▶ **Dataset excerpts**:
/---

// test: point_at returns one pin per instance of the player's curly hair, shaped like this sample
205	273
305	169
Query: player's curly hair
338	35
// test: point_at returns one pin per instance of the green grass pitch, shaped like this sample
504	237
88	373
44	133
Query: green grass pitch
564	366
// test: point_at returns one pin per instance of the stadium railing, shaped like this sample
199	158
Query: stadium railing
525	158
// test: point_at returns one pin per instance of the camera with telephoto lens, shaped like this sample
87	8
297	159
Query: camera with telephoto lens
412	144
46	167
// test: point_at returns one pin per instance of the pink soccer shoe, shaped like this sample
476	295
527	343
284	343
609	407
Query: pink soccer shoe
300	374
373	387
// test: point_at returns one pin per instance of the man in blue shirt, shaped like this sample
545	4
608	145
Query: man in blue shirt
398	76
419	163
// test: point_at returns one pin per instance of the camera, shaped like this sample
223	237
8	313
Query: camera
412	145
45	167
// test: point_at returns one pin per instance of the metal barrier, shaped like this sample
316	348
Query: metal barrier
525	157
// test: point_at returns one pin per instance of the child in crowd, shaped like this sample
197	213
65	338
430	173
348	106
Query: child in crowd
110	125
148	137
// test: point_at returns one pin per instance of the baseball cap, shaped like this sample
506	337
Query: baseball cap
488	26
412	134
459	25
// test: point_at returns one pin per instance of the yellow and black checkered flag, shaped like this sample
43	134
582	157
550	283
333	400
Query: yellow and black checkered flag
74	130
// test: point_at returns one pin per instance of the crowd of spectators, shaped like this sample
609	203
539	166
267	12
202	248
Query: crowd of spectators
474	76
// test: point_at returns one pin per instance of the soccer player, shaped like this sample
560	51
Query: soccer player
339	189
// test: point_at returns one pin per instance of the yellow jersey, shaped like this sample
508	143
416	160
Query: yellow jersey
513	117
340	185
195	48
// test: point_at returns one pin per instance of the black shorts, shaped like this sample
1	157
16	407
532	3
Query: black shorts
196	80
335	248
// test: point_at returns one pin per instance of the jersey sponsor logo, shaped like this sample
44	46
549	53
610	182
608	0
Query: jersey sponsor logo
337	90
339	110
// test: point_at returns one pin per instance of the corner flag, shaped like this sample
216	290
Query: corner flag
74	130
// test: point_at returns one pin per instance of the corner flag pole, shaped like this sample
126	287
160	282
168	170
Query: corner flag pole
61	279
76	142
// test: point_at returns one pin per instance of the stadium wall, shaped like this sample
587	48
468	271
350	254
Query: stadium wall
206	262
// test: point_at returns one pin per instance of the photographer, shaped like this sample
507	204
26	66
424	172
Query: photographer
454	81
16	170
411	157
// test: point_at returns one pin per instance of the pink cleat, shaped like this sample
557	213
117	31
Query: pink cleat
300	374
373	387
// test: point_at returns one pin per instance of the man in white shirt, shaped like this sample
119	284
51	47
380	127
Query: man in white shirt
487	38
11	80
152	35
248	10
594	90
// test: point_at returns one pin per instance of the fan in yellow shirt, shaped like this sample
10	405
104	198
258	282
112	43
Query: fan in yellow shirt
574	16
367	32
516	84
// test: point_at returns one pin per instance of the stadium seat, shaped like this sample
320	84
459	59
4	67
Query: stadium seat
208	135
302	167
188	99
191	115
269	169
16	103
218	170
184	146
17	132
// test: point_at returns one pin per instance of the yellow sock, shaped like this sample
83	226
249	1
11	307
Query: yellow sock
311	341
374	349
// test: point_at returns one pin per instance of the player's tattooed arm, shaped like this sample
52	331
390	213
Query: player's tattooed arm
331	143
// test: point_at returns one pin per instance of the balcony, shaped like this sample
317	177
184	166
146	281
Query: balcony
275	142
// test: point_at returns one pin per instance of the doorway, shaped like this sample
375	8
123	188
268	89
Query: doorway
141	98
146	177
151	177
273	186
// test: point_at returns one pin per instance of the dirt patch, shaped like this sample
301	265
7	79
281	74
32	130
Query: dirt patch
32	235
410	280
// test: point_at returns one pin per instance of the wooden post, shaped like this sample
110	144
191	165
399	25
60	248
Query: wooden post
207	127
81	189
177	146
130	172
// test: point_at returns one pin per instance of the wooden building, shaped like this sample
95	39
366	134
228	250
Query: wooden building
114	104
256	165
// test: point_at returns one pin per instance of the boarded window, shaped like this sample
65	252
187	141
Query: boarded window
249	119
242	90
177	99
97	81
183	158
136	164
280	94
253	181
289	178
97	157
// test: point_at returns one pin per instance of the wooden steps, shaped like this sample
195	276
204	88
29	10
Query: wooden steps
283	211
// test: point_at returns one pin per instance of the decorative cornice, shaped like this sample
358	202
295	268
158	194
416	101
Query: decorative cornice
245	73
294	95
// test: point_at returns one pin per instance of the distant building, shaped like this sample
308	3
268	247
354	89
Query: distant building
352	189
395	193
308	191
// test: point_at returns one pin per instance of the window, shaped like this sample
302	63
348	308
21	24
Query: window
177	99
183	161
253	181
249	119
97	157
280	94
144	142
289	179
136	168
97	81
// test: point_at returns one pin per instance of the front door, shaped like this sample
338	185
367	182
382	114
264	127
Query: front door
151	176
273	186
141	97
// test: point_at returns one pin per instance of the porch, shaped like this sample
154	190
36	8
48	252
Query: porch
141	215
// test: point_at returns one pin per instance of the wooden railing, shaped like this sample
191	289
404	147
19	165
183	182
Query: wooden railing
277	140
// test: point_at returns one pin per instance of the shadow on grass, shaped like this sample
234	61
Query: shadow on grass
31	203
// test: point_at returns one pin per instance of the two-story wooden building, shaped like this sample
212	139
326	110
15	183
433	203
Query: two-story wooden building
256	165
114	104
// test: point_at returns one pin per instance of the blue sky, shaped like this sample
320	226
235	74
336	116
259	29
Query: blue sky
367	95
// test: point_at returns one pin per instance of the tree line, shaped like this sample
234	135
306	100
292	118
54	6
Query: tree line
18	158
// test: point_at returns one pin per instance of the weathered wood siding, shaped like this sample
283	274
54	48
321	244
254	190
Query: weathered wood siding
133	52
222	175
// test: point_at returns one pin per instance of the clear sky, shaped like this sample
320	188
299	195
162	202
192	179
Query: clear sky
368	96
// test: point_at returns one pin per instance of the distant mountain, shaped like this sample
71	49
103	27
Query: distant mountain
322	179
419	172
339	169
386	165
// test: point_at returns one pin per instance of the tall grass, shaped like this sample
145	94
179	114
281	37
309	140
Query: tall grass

\---

▶ **YOUR ASSIGNMENT**: Copy the data exactly. Leave nothing out.

▶ **OUTPUT OF THE TASK**:
// test: point_at returns one pin per instance of the player's curly hair, shaped like this sample
205	273
305	169
Query: player's curly hair
338	35
// test: point_at returns one pin per instance of the green grass pitch, shaped like this sample
504	237
88	373
44	133
Query: green grass pitch
564	366
// test: point_at returns one pin per instance of the stadium railing, shaped like this sample
199	158
Query: stadium railing
525	158
// test: point_at returns one pin per instance of the camera with telephoto lens, shaped like this sample
87	8
297	159
Query: camera with telephoto lens
412	144
46	167
// test: point_at returns one pin per instance of the pink soccer shoe, shaped like this sample
476	295
527	343
284	343
609	407
Query: pink soccer shoe
300	374
373	387
// test: point_at returns one pin per instance of the man in blue shirt, shaped like this sample
545	4
608	145
Query: man in blue shirt
398	76
419	163
// test: point_at returns one pin per instance of the camera, shaped like this sample
223	237
8	313
Query: camera
412	145
45	167
// test: point_at returns one pin per instance of the metal barrier, shaped like this sample
316	348
Query: metal barrier
525	157
// test: point_at returns one pin per instance of the child in crowd, shaped like this sample
197	213
65	338
430	173
348	106
Query: child in crowd
110	125
148	137
// test: point_at returns one pin per instance of the baseball cap, shaped like this sample
506	337
Query: baseball cap
488	26
412	134
459	25
// test: point_at returns one pin per instance of the yellow and black checkered flag, shaped like this sample
43	134
582	157
550	283
333	400
Query: yellow and black checkered flag
74	130
// test: point_at returns one pin per instance of the crowd of spectators, shaped like this sample
609	203
539	166
267	12
202	248
Query: crowd of spectators
474	76
// test: point_at returns one pin per instance of the soccer player, shaped like this sample
560	51
Query: soccer player
339	189
// test: point_at returns one pin per instance of the yellow jersey, shaped like this sample
508	143
416	160
Query: yellow jersey
513	117
340	185
195	48
// test: point_at returns one pin per instance of the black shorts, shaped like this sample
1	157
16	407
532	3
Query: black shorts
196	80
335	248
// test: point_at returns one pin per instance of the jersey sponsor logo, shaped like this sample
44	46
549	53
610	182
608	0
Query: jersey sponsor logo
337	90
339	110
// test: point_at returns one pin per instance of the corner flag, shaped like this sample
216	290
Query: corner flag
74	130
// test: point_at returns one pin per instance of the corner flag pole, shaped like this sample
126	287
160	282
168	170
Query: corner flag pole
61	279
76	142
// test: point_at returns one pin per instance of the stadium wall, shaped like this sample
587	48
468	271
350	254
Query: stadium wall
206	262
// test: point_at returns one pin per instance of the photographer, shaped like this sample
507	204
26	66
424	172
Query: photographer
454	81
16	170
411	157
// test: point_at returns one pin per instance of the pink cleat, shaped like this sample
557	213
117	31
Query: pink cleat
300	374
373	387
// test: point_at returns one pin per instance of the man in white shirt, shaped like this sample
119	284
51	47
380	127
Query: man in white shirt
487	38
11	80
152	35
248	10
594	90
// test: point_at returns one pin per instance of the fan in yellow shirt, shaped like this sample
10	405
104	198
258	282
112	43
Query: fan in yellow shirt
574	16
367	32
516	84
// test: point_at returns one pin per instance of the stadium seat, shaped like this sample
320	84
459	59
4	67
Query: stadium seat
208	135
302	167
188	99
191	115
269	169
16	103
218	170
184	146
17	132
// test: point_at returns one pin per instance of the yellow sock, shaped like this sample
83	226
249	1
11	307
Query: yellow sock
311	341
374	349
// test: point_at returns one pin per instance of the player's tattooed arm, shaped like this sample
52	331
390	213
Query: player's tattooed arm
331	143
// test: point_at returns one pin per instance of the balcony, shaped like this sample
317	177
184	166
146	281
Query: balcony
275	142
// test: point_at returns one pin per instance of the doorway, shaped like this sample
375	8
123	188
268	89
Query: doorway
141	98
146	177
151	177
273	186
// test: point_at returns one pin per instance of the dirt patch, shaped like this sample
301	265
7	79
281	74
32	130
Query: dirt patch
32	235
410	280
// test: point_at returns one pin per instance of the wooden post, shaped like this sample
110	144
191	165
399	25
60	248
Query: wooden post
207	127
81	189
177	146
130	172
// test: point_at returns one pin per instance of the wooden building, shaped like this sample
95	39
366	134
228	250
Query: wooden building
114	104
256	165
// test: point_at returns one pin per instance of the boarded window, shaped like this sample
65	252
187	141
Query: boarded window
249	119
242	90
177	99
97	81
183	158
136	164
280	94
253	181
289	178
97	157
// test: point_at returns one pin per instance of the wooden steps, shaped like this sample
195	276
204	88
29	10
Query: wooden steps
283	211
// test: point_at returns one pin per instance of the decorative cornice, shaped like this sample
358	202
295	268
158	194
416	101
Query: decorative cornice
245	73
294	95
// test: point_at returns one pin per instance of the distant building, shaped like this sample
308	3
268	247
354	89
Query: distant building
352	189
395	193
308	191
// test: point_at returns one pin per instance of the window, shaped like this sample
302	63
348	308
21	24
Query: window
177	99
183	161
253	181
249	119
97	157
280	94
144	142
289	179
136	168
97	81
// test: point_at returns one pin per instance of the front door, shaped like this sample
338	185
367	182
382	114
264	127
Query: front door
151	176
273	186
141	97
// test: point_at returns one pin per instance of the porch, shaped like this sample
154	190
36	8
48	252
Query: porch
141	215
// test: point_at returns one pin per instance of the wooden railing, shaped like this sample
191	289
404	147
19	165
183	182
Query: wooden railing
277	140
// test: point_at returns one pin per instance of the shadow on grass, shaped like this sample
234	61
Query: shadow on grass
31	203
// test: point_at returns one pin per instance of the two-story wooden building, shaped like this sample
212	139
326	110
15	183
433	203
Query: two-story wooden building
256	165
114	104
// test: point_at returns one pin per instance of the blue sky, shaped like this sample
320	226
235	74
336	116
259	29
Query: blue sky
367	95
// test: point_at returns one pin per instance of the tree line, shaped like this sample
234	135
306	100
292	118
54	6
Query: tree line
18	158
// test: point_at returns one pin per instance of the weathered wood siding, shaped like this sample
283	274
54	48
321	244
254	190
Query: weathered wood siding
133	52
222	175
// test: point_at returns one pin per instance of the clear sky, shaped like this sample
320	188
299	195
162	202
192	179
Query: clear sky
368	96
// test: point_at returns one pin per instance of the distant mountain, shaped like this sample
71	49
103	27
Query: distant mountain
322	179
419	172
339	169
386	165
// test: point_at returns one pin per instance of the tall grass, shaped like this sample
145	94
179	114
281	37
309	140
Query: tall grass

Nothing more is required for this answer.